━━━ Given data

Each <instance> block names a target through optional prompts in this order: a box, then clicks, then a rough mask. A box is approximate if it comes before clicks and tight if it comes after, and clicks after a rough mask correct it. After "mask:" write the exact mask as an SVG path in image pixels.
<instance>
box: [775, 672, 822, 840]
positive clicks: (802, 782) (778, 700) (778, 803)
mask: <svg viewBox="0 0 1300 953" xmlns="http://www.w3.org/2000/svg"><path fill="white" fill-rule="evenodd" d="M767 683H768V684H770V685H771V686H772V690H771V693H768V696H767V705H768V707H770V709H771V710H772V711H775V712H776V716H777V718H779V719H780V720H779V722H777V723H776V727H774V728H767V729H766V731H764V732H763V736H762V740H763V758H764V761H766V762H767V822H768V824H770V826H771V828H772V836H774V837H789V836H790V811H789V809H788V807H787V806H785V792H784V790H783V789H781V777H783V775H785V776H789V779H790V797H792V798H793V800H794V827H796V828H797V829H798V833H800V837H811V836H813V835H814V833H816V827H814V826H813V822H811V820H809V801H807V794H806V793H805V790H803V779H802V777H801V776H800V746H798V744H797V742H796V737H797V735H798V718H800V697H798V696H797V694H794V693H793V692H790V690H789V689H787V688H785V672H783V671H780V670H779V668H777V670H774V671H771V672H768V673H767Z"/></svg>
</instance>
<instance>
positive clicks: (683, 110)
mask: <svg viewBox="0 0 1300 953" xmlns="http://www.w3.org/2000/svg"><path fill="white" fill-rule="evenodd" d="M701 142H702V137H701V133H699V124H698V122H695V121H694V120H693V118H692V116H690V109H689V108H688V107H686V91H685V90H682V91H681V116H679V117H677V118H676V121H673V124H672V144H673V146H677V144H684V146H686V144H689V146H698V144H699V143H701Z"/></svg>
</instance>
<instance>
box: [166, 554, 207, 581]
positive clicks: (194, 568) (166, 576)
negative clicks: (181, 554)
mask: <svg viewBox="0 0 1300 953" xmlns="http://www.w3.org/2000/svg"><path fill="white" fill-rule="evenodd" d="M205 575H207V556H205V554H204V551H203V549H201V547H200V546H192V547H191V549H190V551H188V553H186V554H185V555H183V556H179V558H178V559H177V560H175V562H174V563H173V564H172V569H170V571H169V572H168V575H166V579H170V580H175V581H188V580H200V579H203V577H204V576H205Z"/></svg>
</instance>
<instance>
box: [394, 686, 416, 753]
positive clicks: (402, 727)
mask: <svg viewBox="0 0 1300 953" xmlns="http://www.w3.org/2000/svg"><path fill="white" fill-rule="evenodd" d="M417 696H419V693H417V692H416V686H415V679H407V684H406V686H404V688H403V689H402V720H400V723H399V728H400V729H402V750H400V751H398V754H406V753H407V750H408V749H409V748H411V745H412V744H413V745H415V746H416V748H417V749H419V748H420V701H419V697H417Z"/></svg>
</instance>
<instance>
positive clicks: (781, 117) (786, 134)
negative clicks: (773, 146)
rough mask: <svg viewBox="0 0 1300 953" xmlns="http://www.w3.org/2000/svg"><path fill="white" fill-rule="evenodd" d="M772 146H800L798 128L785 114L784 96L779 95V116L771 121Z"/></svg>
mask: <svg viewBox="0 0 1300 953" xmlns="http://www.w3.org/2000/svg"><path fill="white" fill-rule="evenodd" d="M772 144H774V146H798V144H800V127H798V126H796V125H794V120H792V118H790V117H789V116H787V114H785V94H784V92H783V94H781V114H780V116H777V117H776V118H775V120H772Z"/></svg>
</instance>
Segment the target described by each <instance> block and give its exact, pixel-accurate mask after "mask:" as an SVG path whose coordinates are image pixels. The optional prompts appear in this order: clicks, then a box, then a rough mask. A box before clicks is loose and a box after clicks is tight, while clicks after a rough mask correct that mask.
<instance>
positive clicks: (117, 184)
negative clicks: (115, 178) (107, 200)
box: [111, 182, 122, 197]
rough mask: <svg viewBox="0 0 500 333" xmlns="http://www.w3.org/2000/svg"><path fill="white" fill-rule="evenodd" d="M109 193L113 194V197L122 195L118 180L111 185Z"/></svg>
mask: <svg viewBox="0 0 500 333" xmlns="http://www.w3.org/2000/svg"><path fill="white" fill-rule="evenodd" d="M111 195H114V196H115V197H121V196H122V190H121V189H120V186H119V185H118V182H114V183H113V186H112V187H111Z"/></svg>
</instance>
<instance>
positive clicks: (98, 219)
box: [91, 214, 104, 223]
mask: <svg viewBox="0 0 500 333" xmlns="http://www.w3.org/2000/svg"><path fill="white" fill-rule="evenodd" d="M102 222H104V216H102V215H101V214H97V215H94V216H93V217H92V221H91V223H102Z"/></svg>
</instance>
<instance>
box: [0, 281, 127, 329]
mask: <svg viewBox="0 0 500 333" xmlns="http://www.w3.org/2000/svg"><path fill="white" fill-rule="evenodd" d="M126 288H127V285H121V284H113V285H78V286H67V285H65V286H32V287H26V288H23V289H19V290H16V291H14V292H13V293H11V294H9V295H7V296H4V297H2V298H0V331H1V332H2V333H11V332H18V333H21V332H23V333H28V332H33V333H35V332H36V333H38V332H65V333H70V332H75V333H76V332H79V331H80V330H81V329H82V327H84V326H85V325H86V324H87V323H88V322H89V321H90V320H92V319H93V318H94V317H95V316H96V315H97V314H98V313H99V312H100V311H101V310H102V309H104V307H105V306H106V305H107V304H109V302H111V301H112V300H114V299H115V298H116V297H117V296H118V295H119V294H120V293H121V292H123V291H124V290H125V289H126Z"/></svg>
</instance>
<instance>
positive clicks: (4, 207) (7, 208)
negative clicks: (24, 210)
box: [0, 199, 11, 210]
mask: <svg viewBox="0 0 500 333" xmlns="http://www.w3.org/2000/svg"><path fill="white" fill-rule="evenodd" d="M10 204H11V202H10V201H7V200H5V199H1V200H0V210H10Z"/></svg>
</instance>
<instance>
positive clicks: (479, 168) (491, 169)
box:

━━━━━━

Transcribe each record shown above, exactly.

Each <instance> block names a target through optional prompts in this order: a box, then clicks, then a rough mask. A box is approximate if it comes before clicks and tight if it comes after, and clicks after a rough mask correct it. After "mask:" write the exact mask as an SVG path in image pixels.
<instance>
box: [775, 672, 822, 840]
positive clicks: (802, 782) (778, 700) (778, 803)
mask: <svg viewBox="0 0 1300 953" xmlns="http://www.w3.org/2000/svg"><path fill="white" fill-rule="evenodd" d="M767 683H768V684H770V685H771V686H772V690H771V693H768V696H767V705H768V707H770V709H771V710H772V711H775V712H776V716H777V718H779V719H780V720H779V722H777V723H776V727H774V728H767V729H766V731H764V732H763V736H762V740H763V758H764V761H766V762H767V822H768V824H770V826H771V828H772V836H774V837H789V836H790V811H789V809H788V807H787V806H785V792H784V790H783V789H781V777H783V775H785V776H789V779H790V797H792V798H793V800H794V827H796V828H797V829H798V833H800V837H811V836H813V835H814V833H816V827H814V826H813V822H811V820H809V801H807V794H806V793H805V790H803V779H802V777H801V776H800V746H798V744H797V742H796V737H797V735H798V718H800V697H798V696H797V694H794V693H793V692H790V690H789V689H787V688H785V672H783V671H780V670H779V668H777V670H774V671H771V672H768V673H767Z"/></svg>
</instance>
<instance>
positive clicks: (683, 110)
mask: <svg viewBox="0 0 1300 953" xmlns="http://www.w3.org/2000/svg"><path fill="white" fill-rule="evenodd" d="M701 142H702V137H701V133H699V124H698V122H695V121H694V120H693V118H692V116H690V109H689V108H688V107H686V91H685V90H682V91H681V116H679V117H677V118H676V121H673V124H672V144H673V146H677V144H684V146H686V144H689V146H698V144H699V143H701Z"/></svg>
</instance>
<instance>
box: [166, 554, 207, 581]
positive clicks: (194, 568) (166, 576)
negative clicks: (181, 554)
mask: <svg viewBox="0 0 1300 953" xmlns="http://www.w3.org/2000/svg"><path fill="white" fill-rule="evenodd" d="M205 575H207V556H205V554H204V551H203V549H201V547H200V546H192V547H191V549H190V551H188V553H186V554H185V555H183V556H179V558H178V559H177V560H175V562H174V563H173V564H172V569H170V571H169V572H168V575H166V579H170V580H175V581H188V580H200V579H203V577H204V576H205Z"/></svg>
</instance>
<instance>
box: [394, 686, 416, 753]
positive clicks: (402, 727)
mask: <svg viewBox="0 0 1300 953" xmlns="http://www.w3.org/2000/svg"><path fill="white" fill-rule="evenodd" d="M417 696H419V693H417V692H416V686H415V679H407V684H406V686H404V688H403V689H402V720H400V723H399V728H400V729H402V750H400V751H398V754H406V753H407V750H408V749H409V748H411V745H412V744H413V745H415V746H416V748H417V749H419V748H420V701H419V697H417Z"/></svg>
</instance>
<instance>
positive clicks: (781, 117) (786, 134)
negative clicks: (773, 146)
rough mask: <svg viewBox="0 0 1300 953" xmlns="http://www.w3.org/2000/svg"><path fill="white" fill-rule="evenodd" d="M772 146H800L798 128L785 114L784 96L779 95V116L771 121Z"/></svg>
mask: <svg viewBox="0 0 1300 953" xmlns="http://www.w3.org/2000/svg"><path fill="white" fill-rule="evenodd" d="M772 144H774V146H798V144H800V127H798V126H796V125H794V120H792V118H790V117H789V116H787V114H785V94H784V92H783V94H781V114H780V116H777V117H776V118H775V120H772Z"/></svg>
</instance>
Segment the target described by each <instance> block and give its exact, pixel-accurate mask after "mask:" as an SVG path whose coordinates are image pixels. The optional prompts appear in this order: clicks, then a box, then a rough mask. A box before clicks is loose and a box after clicks is tight, while clicks after a rough mask correct that mask.
<instance>
positive clicks: (117, 184)
negative clicks: (115, 178) (107, 200)
box: [111, 182, 122, 197]
rough mask: <svg viewBox="0 0 500 333" xmlns="http://www.w3.org/2000/svg"><path fill="white" fill-rule="evenodd" d="M109 193L113 194V197L122 195L118 180L111 185Z"/></svg>
mask: <svg viewBox="0 0 500 333" xmlns="http://www.w3.org/2000/svg"><path fill="white" fill-rule="evenodd" d="M111 195H114V196H115V197H121V196H122V190H121V189H120V186H119V185H118V182H114V183H113V186H112V187H111Z"/></svg>
</instance>
<instance>
positive clicks: (98, 219)
box: [91, 214, 104, 223]
mask: <svg viewBox="0 0 500 333" xmlns="http://www.w3.org/2000/svg"><path fill="white" fill-rule="evenodd" d="M102 222H104V216H102V215H101V214H97V215H94V216H93V217H92V221H91V223H102Z"/></svg>
</instance>
<instance>
box: [0, 281, 127, 329]
mask: <svg viewBox="0 0 500 333" xmlns="http://www.w3.org/2000/svg"><path fill="white" fill-rule="evenodd" d="M126 288H127V285H121V284H113V285H78V286H67V285H65V286H32V287H26V288H23V289H19V290H16V291H14V292H13V293H11V294H9V295H7V296H4V297H2V298H0V331H1V332H2V333H11V332H18V333H21V332H23V333H28V332H33V333H35V332H36V333H38V332H65V333H70V332H75V333H76V332H79V331H80V330H81V329H82V327H84V326H85V325H86V324H87V323H88V322H89V321H90V320H92V319H93V318H94V317H95V316H96V315H97V314H98V313H99V312H100V311H101V310H102V309H104V307H105V306H106V305H107V304H109V302H111V301H112V300H114V299H115V298H116V297H117V296H118V295H119V294H120V293H121V292H123V291H124V290H125V289H126Z"/></svg>
</instance>
<instance>
positive clicks: (4, 207) (7, 208)
negative clicks: (24, 210)
box: [0, 199, 11, 210]
mask: <svg viewBox="0 0 500 333" xmlns="http://www.w3.org/2000/svg"><path fill="white" fill-rule="evenodd" d="M10 204H11V202H10V201H7V200H5V199H1V200H0V210H10Z"/></svg>
</instance>
<instance>
positive clicks: (479, 168) (491, 169)
box:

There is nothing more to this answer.